### Given text

Friday, January 6, 2012

To infinity... and beyond! - or just 2012

Its hard to think its already 2012!  So many great things to look forward to this year, including but not limited to the end of days in about 12 months from now.  Might I suggest everyone get out their lawn chairs for a front row seat for the rapture!

Im hopefully going to wrap up several topics into this one blog post, so here we go.

As a result of my illness,  I have been considered permanently and totally disabled as far as the IRS and SSI are concerned and as such I no longer work full time in an "office".  Not to say one day I won't, but for now - no work for me.  I assume it would come as no surprise to any of you that my days become, at times, monotonous and extremely boring.   Summer is different, but as anyone from Dayton can tell you, the winter months are just abysmal, with very little to do.  (I will say the above average temperatures have made my breathing a lot easier!)  With all that said, I finally decided, with the approval from my physicians and my parents, that I would go back to school.  Nothing particularly fancy, I don't think I should take a full load at first, I want to gradually get back into the swing of things.  Therefore I'm currently just taking one class.  I was lucky enough to also find it available Tuesday nights from 6:00 - 9:15, so I don't have to worry about getting up early which we all know I loathe, but more importantly, I won't have to adjust any of my medical appointments because of class and vice versa.   Im excited because this gives me the opportunity to regain a little of my life outside of my house, gives me a feeling of doing something that 'matters'.   I enjoy Wright State's campus, since all the buildings are connected with the tunnel network, and the buildings on campus are all extremely close together - it makes walking (which can sometimes, when its cold out, be an overwhelming task).   Just being able to get out of the house and do something that has purpose to it, is a great feeling.

Records from a dataset
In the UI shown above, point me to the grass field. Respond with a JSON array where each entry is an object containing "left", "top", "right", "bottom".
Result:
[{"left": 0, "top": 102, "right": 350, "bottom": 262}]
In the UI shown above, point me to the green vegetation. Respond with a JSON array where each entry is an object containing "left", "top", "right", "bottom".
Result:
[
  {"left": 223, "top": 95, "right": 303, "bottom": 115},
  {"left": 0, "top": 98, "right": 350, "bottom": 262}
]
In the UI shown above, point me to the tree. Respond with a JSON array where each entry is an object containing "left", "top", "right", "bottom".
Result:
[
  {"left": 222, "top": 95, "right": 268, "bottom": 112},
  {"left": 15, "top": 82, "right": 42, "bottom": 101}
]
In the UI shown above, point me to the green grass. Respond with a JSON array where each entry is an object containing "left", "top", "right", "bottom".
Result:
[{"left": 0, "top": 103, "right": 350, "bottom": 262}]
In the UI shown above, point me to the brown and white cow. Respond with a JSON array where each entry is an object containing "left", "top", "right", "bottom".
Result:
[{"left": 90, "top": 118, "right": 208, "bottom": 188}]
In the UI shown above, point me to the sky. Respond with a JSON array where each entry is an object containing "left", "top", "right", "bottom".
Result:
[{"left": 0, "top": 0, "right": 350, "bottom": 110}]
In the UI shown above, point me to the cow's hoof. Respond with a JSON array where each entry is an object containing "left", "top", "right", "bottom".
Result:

### What the task requires
Answer the following questions using the blog post.
1. According to the blog post, which two entities consider the writer permanently and totally disabled?
2. On which night and during which hours does the writer's class meet?
3. What connects all the buildings on Wright State's campus?

### Result for this task
1. The IRS and SSI.
2. Tuesday nights, from 6:00 to 9:15.
3. The tunnel network.